Materials provided
* * * *
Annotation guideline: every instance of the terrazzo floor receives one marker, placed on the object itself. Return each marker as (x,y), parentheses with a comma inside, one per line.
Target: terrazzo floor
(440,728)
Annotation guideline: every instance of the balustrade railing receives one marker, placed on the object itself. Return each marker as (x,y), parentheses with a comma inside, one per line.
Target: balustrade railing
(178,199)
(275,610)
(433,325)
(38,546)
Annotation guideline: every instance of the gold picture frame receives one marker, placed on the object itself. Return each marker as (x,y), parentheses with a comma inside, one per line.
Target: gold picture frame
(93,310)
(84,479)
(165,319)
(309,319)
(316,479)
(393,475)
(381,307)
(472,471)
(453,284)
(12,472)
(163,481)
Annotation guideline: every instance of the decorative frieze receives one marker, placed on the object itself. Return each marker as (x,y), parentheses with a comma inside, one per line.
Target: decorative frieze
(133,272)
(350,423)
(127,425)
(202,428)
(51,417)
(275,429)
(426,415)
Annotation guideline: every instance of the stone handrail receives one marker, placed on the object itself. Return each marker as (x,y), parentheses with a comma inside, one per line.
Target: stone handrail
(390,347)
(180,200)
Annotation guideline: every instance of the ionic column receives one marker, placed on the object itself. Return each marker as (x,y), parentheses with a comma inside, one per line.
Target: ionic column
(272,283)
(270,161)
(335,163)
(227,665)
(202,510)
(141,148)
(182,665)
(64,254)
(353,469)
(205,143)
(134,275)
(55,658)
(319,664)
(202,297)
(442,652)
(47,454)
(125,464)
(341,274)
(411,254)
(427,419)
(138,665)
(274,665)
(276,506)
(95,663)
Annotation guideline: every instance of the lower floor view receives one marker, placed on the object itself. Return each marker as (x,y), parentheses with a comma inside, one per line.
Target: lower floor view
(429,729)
* * * *
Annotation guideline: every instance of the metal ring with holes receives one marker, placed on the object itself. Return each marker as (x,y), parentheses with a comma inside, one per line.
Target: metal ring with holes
* * * *
Problem to solve
Render the lines from the one containing "Annotation guideline: every instance of the metal" through the one containing "Target: metal ring with holes" as a numbered list, leaving out any blank lines.

Response to the exercise
1. Annotation guideline: every instance of the metal ring with holes receives one marker, placed on the object itself. Return each marker as (x,y), parentheses with a comma inside, one per line.
2. Target: metal ring with holes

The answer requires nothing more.